Each entry below should be retyped exactly as given.

─── Material supplied

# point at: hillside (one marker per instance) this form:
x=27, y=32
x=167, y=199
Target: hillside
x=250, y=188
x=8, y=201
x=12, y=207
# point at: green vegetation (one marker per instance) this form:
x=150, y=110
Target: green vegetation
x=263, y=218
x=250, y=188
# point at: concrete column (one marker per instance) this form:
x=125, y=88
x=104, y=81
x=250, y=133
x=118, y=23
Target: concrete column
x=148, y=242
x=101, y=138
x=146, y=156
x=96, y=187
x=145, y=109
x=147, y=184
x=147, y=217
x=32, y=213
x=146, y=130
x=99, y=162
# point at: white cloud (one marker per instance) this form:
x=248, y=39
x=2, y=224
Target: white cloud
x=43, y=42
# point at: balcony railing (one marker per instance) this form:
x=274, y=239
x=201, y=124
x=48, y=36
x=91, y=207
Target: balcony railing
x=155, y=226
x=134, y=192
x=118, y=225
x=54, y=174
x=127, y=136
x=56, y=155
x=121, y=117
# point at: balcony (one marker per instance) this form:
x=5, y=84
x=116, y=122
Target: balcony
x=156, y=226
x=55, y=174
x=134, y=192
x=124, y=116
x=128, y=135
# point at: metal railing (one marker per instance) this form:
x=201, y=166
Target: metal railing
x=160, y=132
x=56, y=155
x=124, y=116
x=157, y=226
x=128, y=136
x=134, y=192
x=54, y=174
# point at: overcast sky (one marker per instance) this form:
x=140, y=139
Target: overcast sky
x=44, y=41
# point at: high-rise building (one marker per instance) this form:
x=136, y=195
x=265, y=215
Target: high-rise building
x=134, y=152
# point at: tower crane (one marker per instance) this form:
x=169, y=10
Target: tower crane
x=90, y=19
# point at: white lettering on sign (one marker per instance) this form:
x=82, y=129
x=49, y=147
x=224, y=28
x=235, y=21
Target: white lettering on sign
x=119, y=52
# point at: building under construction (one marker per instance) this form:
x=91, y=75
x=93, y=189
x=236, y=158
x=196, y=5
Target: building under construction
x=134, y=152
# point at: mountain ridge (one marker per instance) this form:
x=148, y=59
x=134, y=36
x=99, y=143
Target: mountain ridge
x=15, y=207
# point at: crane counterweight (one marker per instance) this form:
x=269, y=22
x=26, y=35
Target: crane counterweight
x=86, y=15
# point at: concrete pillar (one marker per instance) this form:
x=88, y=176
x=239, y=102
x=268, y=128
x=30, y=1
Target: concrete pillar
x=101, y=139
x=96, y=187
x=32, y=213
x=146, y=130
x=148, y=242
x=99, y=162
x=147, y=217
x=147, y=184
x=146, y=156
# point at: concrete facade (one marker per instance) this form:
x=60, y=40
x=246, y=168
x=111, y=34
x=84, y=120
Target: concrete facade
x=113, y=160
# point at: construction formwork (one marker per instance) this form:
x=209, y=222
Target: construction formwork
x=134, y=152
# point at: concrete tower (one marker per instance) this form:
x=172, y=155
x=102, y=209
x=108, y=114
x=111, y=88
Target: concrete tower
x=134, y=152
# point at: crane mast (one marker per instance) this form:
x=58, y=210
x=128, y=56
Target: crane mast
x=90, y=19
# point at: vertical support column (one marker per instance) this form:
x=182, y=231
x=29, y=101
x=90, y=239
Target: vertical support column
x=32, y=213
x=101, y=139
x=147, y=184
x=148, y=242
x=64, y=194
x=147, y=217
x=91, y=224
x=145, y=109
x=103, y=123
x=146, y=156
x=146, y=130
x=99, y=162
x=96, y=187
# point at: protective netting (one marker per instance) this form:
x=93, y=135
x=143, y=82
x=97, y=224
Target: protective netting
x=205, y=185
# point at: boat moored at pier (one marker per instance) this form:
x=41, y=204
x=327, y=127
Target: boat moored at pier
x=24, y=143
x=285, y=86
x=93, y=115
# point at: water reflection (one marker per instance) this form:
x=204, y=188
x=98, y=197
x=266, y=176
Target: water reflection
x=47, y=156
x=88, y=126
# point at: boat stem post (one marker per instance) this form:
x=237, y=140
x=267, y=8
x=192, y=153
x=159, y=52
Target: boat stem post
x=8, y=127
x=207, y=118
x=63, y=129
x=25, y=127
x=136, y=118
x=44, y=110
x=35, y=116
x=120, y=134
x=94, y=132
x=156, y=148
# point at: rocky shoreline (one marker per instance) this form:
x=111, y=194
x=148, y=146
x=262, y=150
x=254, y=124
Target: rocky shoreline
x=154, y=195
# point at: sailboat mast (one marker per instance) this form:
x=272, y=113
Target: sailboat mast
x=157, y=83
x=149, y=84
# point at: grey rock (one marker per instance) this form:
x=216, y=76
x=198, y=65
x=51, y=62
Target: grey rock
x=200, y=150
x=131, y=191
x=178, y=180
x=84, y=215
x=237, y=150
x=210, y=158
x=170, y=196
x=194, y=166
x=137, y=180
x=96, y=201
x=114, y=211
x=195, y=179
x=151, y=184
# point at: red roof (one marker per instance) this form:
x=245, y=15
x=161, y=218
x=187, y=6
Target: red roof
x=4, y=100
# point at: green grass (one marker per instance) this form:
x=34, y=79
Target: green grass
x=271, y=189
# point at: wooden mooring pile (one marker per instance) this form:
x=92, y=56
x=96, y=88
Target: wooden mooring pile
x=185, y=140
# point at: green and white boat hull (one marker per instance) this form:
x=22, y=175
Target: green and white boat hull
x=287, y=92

──────

Solution to the problem:
# point at: hillside (one marker per instance) this form:
x=27, y=32
x=167, y=199
Target: hillside
x=250, y=188
x=8, y=201
x=12, y=207
# point at: green vegetation (one marker per instance) this form:
x=150, y=110
Target: green vegetation
x=263, y=218
x=250, y=188
# point at: concrete column (one marker per instance) this form:
x=125, y=88
x=104, y=81
x=250, y=133
x=118, y=23
Target: concrete column
x=148, y=242
x=101, y=138
x=146, y=156
x=96, y=187
x=145, y=109
x=147, y=184
x=147, y=217
x=32, y=213
x=146, y=130
x=99, y=162
# point at: white cloud (one marker per instance) this form:
x=248, y=39
x=2, y=224
Target: white cloud
x=43, y=42
# point at: balcony railing (one marker per instance) this form:
x=274, y=239
x=201, y=124
x=48, y=36
x=91, y=207
Target: balcony railing
x=155, y=226
x=134, y=192
x=118, y=225
x=54, y=174
x=127, y=136
x=56, y=155
x=121, y=117
# point at: balcony (one marker per instance) this form:
x=5, y=84
x=116, y=122
Target: balcony
x=156, y=226
x=55, y=174
x=134, y=192
x=124, y=116
x=128, y=135
# point at: metal railing (one marker per instance) this form:
x=201, y=166
Target: metal railing
x=160, y=132
x=56, y=155
x=124, y=116
x=157, y=226
x=128, y=136
x=134, y=192
x=54, y=174
# point at: overcast sky (one marker per instance) this form:
x=140, y=139
Target: overcast sky
x=44, y=41
# point at: high-rise building (one marker per instance) this form:
x=136, y=195
x=265, y=215
Target: high-rise building
x=134, y=152
# point at: tower crane (one marker per instance) this form:
x=169, y=10
Target: tower crane
x=90, y=19
# point at: white lettering on sign (one marker per instance) this form:
x=82, y=129
x=49, y=147
x=224, y=28
x=235, y=21
Target: white lettering on sign
x=119, y=52
# point at: building under construction (one marker per instance) this form:
x=91, y=75
x=93, y=189
x=236, y=158
x=196, y=5
Target: building under construction
x=134, y=152
# point at: mountain ridge (one marker per instance) this form:
x=148, y=59
x=134, y=36
x=99, y=143
Target: mountain ridge
x=15, y=207
# point at: crane counterweight (one marker per instance) this form:
x=269, y=22
x=26, y=35
Target: crane counterweight
x=86, y=15
# point at: concrete pillar (one marker per instance) this form:
x=88, y=176
x=239, y=102
x=268, y=128
x=30, y=1
Target: concrete pillar
x=101, y=139
x=96, y=187
x=32, y=213
x=146, y=130
x=148, y=242
x=99, y=162
x=147, y=217
x=147, y=184
x=146, y=156
# point at: concrete facade (one marker per instance) this form:
x=60, y=40
x=246, y=168
x=111, y=34
x=84, y=120
Target: concrete facade
x=113, y=160
# point at: construction formwork (one marker per instance) this form:
x=209, y=222
Target: construction formwork
x=134, y=152
# point at: concrete tower (one marker per instance) this form:
x=172, y=155
x=102, y=209
x=108, y=114
x=111, y=88
Target: concrete tower
x=134, y=152
# point at: crane mast (one marker per instance) this form:
x=58, y=210
x=128, y=56
Target: crane mast
x=90, y=19
# point at: vertical support column (one marker per instance) this form:
x=182, y=231
x=29, y=101
x=90, y=239
Target: vertical support column
x=32, y=213
x=101, y=139
x=147, y=184
x=148, y=242
x=64, y=194
x=147, y=217
x=91, y=224
x=145, y=109
x=103, y=123
x=146, y=156
x=146, y=130
x=99, y=162
x=96, y=187
# point at: protective netting (one marker per instance) this form:
x=93, y=135
x=143, y=82
x=97, y=224
Target: protective netting
x=205, y=185
# point at: boat moored at pier (one marker per instance) this form:
x=41, y=204
x=327, y=127
Target: boat moored at pier
x=24, y=143
x=285, y=86
x=93, y=115
# point at: water reflection (one marker per instance) this form:
x=204, y=188
x=98, y=197
x=266, y=176
Target: water reflection
x=47, y=156
x=88, y=126
# point at: boat stem post (one marker per instance) this form:
x=237, y=140
x=267, y=8
x=192, y=153
x=159, y=52
Target: boat stem post
x=8, y=127
x=207, y=118
x=63, y=129
x=25, y=127
x=136, y=118
x=44, y=110
x=35, y=116
x=120, y=134
x=94, y=132
x=156, y=148
# point at: rocky shoreline (one marker per instance) this form:
x=111, y=194
x=148, y=146
x=262, y=150
x=254, y=124
Target: rocky shoreline
x=154, y=195
# point at: sailboat mast (one marker per instance) this form:
x=272, y=113
Target: sailboat mast
x=157, y=83
x=149, y=84
# point at: grey rock (one marker per instance) this form:
x=216, y=76
x=198, y=65
x=51, y=62
Target: grey rock
x=200, y=150
x=131, y=191
x=178, y=180
x=84, y=215
x=237, y=150
x=210, y=158
x=170, y=196
x=194, y=166
x=137, y=180
x=96, y=201
x=114, y=211
x=195, y=179
x=151, y=184
# point at: red roof (one marker per instance) this form:
x=245, y=15
x=161, y=218
x=187, y=6
Target: red roof
x=4, y=100
# point at: green grass (one marker per instance) this form:
x=34, y=79
Target: green grass
x=271, y=189
# point at: wooden mooring pile (one marker per instance) this form:
x=92, y=56
x=96, y=88
Target: wooden mooring pile
x=185, y=140
# point at: green and white boat hull (one marker per instance) this form:
x=22, y=175
Target: green and white boat hull
x=287, y=92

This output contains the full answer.